◆ EXERCISE MATERIAL:
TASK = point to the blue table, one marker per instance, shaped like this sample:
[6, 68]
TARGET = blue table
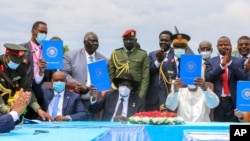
[114, 131]
[57, 134]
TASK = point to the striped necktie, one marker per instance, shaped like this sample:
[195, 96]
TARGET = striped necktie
[55, 106]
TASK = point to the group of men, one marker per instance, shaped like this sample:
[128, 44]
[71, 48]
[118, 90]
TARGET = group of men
[140, 81]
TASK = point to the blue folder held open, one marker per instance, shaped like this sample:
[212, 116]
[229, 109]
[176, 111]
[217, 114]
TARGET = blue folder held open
[99, 75]
[52, 53]
[243, 96]
[190, 68]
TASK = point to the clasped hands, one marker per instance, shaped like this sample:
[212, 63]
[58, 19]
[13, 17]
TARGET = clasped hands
[160, 55]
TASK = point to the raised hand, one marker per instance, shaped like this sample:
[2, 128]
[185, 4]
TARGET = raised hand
[178, 84]
[21, 102]
[160, 55]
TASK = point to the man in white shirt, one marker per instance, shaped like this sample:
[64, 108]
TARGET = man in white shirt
[193, 104]
[118, 104]
[8, 121]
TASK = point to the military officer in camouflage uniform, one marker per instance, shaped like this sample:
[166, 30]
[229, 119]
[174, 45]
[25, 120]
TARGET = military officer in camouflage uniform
[13, 76]
[130, 59]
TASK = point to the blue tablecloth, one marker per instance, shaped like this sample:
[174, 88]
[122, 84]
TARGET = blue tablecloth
[114, 131]
[57, 134]
[206, 135]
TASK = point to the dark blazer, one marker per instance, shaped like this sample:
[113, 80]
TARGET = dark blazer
[235, 72]
[75, 65]
[109, 101]
[72, 104]
[6, 123]
[157, 89]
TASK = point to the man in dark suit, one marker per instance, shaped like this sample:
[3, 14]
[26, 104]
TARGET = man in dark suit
[60, 103]
[161, 73]
[120, 104]
[75, 65]
[34, 61]
[224, 71]
[8, 121]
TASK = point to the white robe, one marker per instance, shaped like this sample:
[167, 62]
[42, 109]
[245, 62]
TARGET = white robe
[193, 106]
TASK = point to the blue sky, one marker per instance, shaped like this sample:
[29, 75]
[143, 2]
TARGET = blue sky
[70, 20]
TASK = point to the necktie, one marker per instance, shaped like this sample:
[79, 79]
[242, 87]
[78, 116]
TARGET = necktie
[179, 67]
[55, 106]
[120, 107]
[91, 59]
[225, 81]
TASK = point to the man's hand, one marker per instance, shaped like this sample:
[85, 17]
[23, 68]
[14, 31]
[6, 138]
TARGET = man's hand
[77, 87]
[61, 118]
[21, 102]
[81, 89]
[178, 84]
[44, 115]
[42, 64]
[160, 55]
[227, 58]
[201, 83]
[93, 93]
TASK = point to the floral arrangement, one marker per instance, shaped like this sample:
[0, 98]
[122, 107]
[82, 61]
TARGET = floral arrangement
[156, 118]
[12, 99]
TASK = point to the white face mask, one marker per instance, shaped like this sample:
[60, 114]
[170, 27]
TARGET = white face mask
[178, 52]
[124, 91]
[206, 54]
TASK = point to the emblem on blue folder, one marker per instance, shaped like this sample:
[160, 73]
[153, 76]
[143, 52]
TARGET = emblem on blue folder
[52, 51]
[246, 93]
[190, 66]
[243, 96]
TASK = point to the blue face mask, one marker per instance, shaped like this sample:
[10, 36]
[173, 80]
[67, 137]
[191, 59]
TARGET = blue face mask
[12, 65]
[58, 86]
[40, 37]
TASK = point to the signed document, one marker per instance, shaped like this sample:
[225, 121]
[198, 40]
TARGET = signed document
[99, 75]
[243, 96]
[52, 53]
[190, 68]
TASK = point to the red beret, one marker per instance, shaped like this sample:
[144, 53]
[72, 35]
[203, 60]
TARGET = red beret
[129, 32]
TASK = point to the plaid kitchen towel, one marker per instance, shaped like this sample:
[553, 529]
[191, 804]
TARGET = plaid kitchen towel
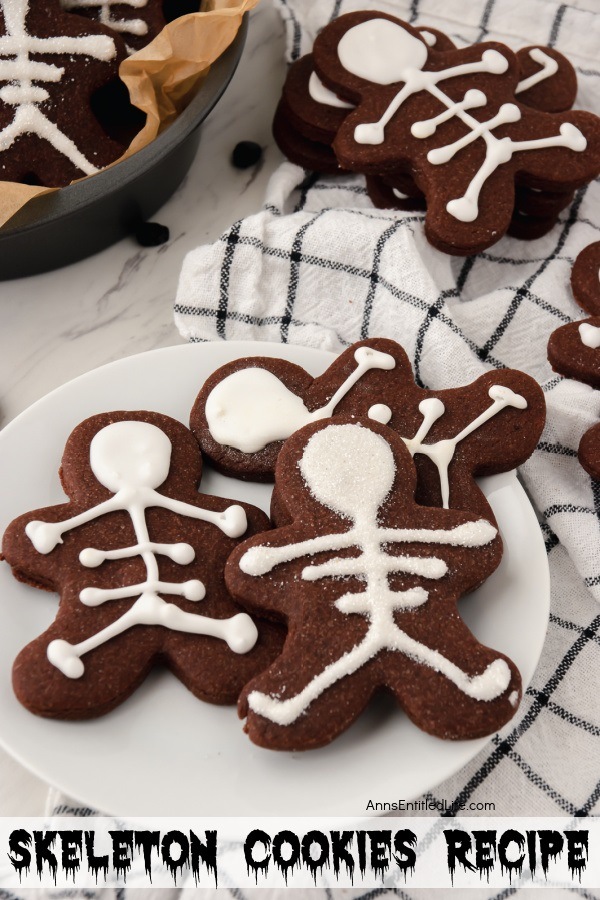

◆ TRY IT: Whenever a line of the records holds the string "kitchen", pick it out and copy it.

◆ SOLUTION:
TASK = point to the plaid kitchen towel, one marker per instance, shaped like this sample:
TARGET = plaid kitchen towel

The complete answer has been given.